### Do this
Reproduce each of the rows below word for word, leaving nothing out and changing nothing.

### Provided data

□ □ □ □ □ □ □

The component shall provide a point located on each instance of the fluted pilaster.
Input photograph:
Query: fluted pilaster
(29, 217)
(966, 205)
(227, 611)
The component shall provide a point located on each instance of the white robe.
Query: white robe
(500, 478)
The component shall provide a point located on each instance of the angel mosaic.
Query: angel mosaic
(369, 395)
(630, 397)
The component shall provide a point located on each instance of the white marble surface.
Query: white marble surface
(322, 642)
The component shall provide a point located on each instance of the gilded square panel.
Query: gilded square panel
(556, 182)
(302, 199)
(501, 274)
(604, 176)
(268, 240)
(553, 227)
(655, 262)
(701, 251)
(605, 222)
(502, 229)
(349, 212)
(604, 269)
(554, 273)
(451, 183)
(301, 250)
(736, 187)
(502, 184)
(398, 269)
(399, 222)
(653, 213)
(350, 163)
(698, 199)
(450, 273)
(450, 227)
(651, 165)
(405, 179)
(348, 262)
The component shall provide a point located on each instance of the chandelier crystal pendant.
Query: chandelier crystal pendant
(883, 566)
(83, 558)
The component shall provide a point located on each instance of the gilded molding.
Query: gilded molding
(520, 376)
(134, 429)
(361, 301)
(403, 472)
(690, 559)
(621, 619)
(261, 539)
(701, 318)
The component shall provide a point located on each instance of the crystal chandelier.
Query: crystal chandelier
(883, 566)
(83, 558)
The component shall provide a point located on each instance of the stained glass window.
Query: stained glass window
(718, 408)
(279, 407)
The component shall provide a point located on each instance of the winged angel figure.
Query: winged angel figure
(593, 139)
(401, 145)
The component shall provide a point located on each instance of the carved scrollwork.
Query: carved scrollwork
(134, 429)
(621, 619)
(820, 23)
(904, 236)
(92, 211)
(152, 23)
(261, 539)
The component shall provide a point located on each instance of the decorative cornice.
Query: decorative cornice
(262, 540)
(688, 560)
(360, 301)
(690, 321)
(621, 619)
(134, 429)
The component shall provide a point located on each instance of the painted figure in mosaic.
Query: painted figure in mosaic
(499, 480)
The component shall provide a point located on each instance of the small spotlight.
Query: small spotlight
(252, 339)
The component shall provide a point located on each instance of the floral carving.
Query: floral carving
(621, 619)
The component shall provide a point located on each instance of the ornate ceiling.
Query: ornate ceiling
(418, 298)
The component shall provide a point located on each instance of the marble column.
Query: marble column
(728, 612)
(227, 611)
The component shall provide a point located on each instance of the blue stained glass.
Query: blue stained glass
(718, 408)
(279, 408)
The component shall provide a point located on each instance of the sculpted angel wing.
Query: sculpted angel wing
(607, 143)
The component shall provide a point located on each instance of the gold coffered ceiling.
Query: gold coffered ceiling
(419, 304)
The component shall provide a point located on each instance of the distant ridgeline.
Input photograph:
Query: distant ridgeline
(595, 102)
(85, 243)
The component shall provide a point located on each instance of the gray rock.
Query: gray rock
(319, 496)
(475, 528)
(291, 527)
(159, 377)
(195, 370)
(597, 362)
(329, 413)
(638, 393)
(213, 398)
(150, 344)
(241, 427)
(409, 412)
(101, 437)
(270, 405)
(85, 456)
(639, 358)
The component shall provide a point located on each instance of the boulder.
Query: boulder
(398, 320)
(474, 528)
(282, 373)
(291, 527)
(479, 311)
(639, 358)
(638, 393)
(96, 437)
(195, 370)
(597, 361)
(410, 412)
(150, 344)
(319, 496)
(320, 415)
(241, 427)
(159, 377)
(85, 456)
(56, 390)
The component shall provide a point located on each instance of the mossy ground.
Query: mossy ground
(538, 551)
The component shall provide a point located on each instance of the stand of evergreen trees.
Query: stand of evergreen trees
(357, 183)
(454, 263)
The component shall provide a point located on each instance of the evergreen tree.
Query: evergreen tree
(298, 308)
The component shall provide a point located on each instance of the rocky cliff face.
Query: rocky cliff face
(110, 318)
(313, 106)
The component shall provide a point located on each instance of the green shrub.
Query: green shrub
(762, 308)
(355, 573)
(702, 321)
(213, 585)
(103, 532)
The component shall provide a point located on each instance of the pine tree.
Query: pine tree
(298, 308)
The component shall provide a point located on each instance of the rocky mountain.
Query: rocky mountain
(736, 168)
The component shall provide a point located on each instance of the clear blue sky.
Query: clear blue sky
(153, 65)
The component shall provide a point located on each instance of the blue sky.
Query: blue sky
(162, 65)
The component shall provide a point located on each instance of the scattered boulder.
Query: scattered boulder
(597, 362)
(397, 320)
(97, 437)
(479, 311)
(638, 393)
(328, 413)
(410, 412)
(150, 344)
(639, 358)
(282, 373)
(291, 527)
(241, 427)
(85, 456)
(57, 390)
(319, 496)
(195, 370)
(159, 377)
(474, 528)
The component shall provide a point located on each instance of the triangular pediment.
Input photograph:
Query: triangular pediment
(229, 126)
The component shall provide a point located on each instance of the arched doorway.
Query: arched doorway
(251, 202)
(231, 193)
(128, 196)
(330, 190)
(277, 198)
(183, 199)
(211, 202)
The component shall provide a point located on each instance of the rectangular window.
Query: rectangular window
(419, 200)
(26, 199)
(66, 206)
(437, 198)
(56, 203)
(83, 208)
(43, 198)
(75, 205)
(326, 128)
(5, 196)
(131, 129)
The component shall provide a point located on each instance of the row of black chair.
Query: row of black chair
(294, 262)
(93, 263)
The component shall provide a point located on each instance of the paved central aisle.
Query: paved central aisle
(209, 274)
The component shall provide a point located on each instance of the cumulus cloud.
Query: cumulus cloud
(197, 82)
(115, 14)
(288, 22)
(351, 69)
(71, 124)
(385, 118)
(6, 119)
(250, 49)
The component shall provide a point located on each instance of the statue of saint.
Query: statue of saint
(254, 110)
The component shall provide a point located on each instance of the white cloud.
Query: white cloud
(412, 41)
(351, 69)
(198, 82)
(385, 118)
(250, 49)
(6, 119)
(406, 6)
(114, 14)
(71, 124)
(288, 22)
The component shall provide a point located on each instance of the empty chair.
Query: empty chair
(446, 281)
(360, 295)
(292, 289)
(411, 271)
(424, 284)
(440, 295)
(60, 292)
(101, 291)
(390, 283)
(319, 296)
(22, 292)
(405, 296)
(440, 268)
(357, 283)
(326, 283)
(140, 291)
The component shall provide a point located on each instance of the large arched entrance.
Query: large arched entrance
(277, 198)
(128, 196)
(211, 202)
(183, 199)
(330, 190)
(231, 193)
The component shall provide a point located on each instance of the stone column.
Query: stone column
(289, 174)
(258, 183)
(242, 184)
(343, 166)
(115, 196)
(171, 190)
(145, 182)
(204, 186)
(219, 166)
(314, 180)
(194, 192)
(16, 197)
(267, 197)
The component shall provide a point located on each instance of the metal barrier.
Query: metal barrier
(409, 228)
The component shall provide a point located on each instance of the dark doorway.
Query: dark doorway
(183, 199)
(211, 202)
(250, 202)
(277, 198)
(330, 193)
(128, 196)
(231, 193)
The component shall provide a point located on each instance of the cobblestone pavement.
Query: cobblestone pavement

□ □ □ □ □ □ □

### The solution
The component shall provide a point located on each instance of the fluted pilaster.
Input photograph:
Query: fluted pilaster
(29, 217)
(966, 205)
(227, 611)
The component shall provide a point located on each instance of the white robe.
Query: white robe
(500, 478)
The component shall provide a point located on each instance of the angel mosaic.
Query: angel mosaic
(369, 395)
(630, 397)
The component shall provide a point located on each instance of the white marble surface.
Query: white marble surface
(322, 642)
The component shall provide a point located on each instance of the gilded square panel.
Query: gilded square panel
(556, 182)
(302, 199)
(501, 274)
(604, 176)
(268, 240)
(553, 227)
(655, 262)
(701, 251)
(605, 222)
(502, 229)
(349, 212)
(604, 269)
(554, 273)
(451, 183)
(301, 250)
(736, 187)
(502, 184)
(398, 269)
(399, 222)
(653, 213)
(350, 163)
(698, 199)
(450, 273)
(450, 227)
(651, 165)
(405, 179)
(348, 262)
The component shall provide a point located on each instance of the chandelier crystal pendant.
Query: chandelier crystal pendant
(883, 566)
(83, 558)
The component shall provide a point located on each instance of the gilded molding.
Query: gilded molding
(520, 376)
(134, 429)
(361, 301)
(403, 472)
(690, 559)
(621, 619)
(261, 539)
(701, 318)
The component shall provide a point located on each instance of the crystal chandelier.
Query: crystal chandelier
(883, 566)
(83, 558)
The component shall provide a point located on each instance of the stained glass window.
Query: stained glass window
(718, 408)
(279, 407)
The component shall provide a point located on each instance of the winged angel figure.
Query: winged angel figure
(593, 139)
(401, 145)
The component shall provide a point located on each instance of the carved scrollwork.
Query: carved scrollwork
(134, 429)
(621, 619)
(820, 23)
(904, 236)
(92, 211)
(152, 23)
(261, 539)
The component shall provide a point located on each instance of the decorative cornice.
Query: decorative cornice
(262, 540)
(688, 560)
(360, 301)
(690, 321)
(621, 619)
(134, 429)
The component shall provide a point located on each instance of the painted figure in mosaic.
Query: painted figure in mosaic
(499, 480)
The component shall provide a point located on each instance of the small spotlight.
Query: small spotlight
(252, 339)
The component shall provide a point located on each instance of the floral carving.
Query: floral carving
(621, 619)
The component shall provide a point located on each instance of the ornate ceiling.
Query: ornate ceiling
(418, 298)
The component shall provide a point located on each instance of the marble column.
Query: marble column
(728, 612)
(227, 611)
The component shall provide a point located on each instance of the blue stained glass.
Query: blue stained glass
(718, 408)
(279, 408)
The component shall provide a point located on each instance of the sculpted angel wing.
Query: sculpted angel wing
(607, 143)
The component shall provide a point located on each instance of the gold coffered ceiling.
Query: gold coffered ceiling
(419, 304)
The component shall provide a point located on each instance of the distant ridgeline.
Input photograph:
Query: distant ridgeline
(595, 102)
(85, 243)
The component shall provide a point located on each instance of the gray rock.
Query: gray rock
(319, 496)
(475, 528)
(291, 527)
(159, 377)
(195, 370)
(597, 362)
(329, 413)
(638, 393)
(213, 398)
(150, 344)
(241, 427)
(409, 412)
(101, 437)
(270, 405)
(85, 456)
(639, 358)
The component shall provide a point located on each instance of the boulder.
Query: boulder
(398, 320)
(474, 528)
(282, 373)
(291, 527)
(479, 311)
(639, 358)
(638, 393)
(96, 437)
(195, 370)
(597, 361)
(410, 412)
(150, 344)
(319, 496)
(320, 415)
(241, 427)
(159, 377)
(85, 456)
(56, 390)
The component shall provide a point located on each instance of the mossy ground.
Query: mossy ground
(538, 551)
The component shall provide a point located on each instance of the stand of evergreen trees.
Query: stand of evergreen trees
(357, 183)
(454, 263)
The component shall provide a point located on each instance of the evergreen tree.
Query: evergreen tree
(298, 308)
The component shall provide a point located on each instance of the rocky cliff face.
Query: rocky cliff face
(110, 318)
(313, 106)
The component shall provide a point located on each instance of the green shrub.
Query: green shrub
(762, 308)
(355, 573)
(702, 321)
(213, 585)
(103, 532)
The component shall provide a point located on each instance of the pine tree.
Query: pine tree
(298, 308)
The component shall provide a point located on each instance of the rocky mountain.
Query: rocky mountain
(736, 168)
The component shall provide a point located on each instance of the clear blue sky.
Query: clear blue sky
(153, 65)
The component shall provide a point located on each instance of the blue sky.
Query: blue sky
(162, 65)
The component shall provide a point located on each instance of the scattered boulder.
Query: scattered boulder
(597, 362)
(397, 320)
(97, 437)
(479, 311)
(638, 393)
(328, 413)
(410, 412)
(150, 344)
(639, 358)
(282, 373)
(291, 527)
(241, 427)
(85, 456)
(57, 390)
(319, 496)
(195, 370)
(159, 377)
(474, 528)
The component shall provide a point located on each instance of the triangular pediment.
Input photograph:
Query: triangular pediment
(229, 126)
The component shall provide a point located on each instance of the arched doorway.
Query: arched doorway
(251, 202)
(231, 193)
(128, 196)
(330, 190)
(277, 198)
(183, 199)
(211, 202)
The component shall provide a point located on each instance of the rectangular window.
Query: rectangular window
(419, 200)
(26, 199)
(66, 206)
(437, 198)
(56, 203)
(83, 208)
(43, 198)
(75, 205)
(326, 128)
(5, 196)
(131, 129)
The component shall provide a point located on each instance of the row of black chair.
Query: row of black chair
(294, 262)
(93, 263)
The component shall provide a point located on each instance of the paved central aisle.
Query: paved central aisle
(209, 274)
The component shall provide a point located on each instance of the cumulus cloud.
Query: cumulus cloud
(197, 82)
(115, 14)
(288, 22)
(351, 69)
(71, 124)
(385, 118)
(6, 119)
(250, 49)
The component shall provide a point located on each instance of the statue of saint.
Query: statue of saint
(254, 110)
The component shall provide a point located on each instance of the white cloud.
Query: white cloud
(412, 41)
(351, 69)
(198, 82)
(385, 118)
(250, 49)
(6, 119)
(406, 6)
(114, 14)
(71, 124)
(288, 22)
The component shall provide a point located on each instance of the empty chair.
Query: empty chair
(446, 281)
(360, 295)
(292, 289)
(411, 271)
(424, 284)
(440, 295)
(60, 292)
(101, 291)
(390, 283)
(319, 296)
(22, 292)
(405, 296)
(440, 268)
(357, 283)
(326, 283)
(140, 291)
The component shall provide a point located on each instance of the large arched entrance.
Query: large arched entrance
(277, 198)
(128, 196)
(211, 202)
(183, 199)
(330, 190)
(231, 193)
The component shall provide a point located on each instance of the stone column.
Query: stone column
(289, 174)
(258, 183)
(242, 184)
(343, 166)
(115, 196)
(171, 190)
(145, 182)
(204, 186)
(219, 166)
(314, 180)
(194, 192)
(16, 197)
(267, 197)
The component shall provide a point located on each instance of the metal barrier.
Query: metal barrier
(409, 228)
The component shall provide a point located on each instance of the dark doorway.
Query: dark doorway
(183, 199)
(211, 202)
(250, 202)
(277, 198)
(330, 193)
(128, 196)
(231, 193)
The component shall provide a point located on each instance of the cobblestone pavement.
Query: cobblestone pavement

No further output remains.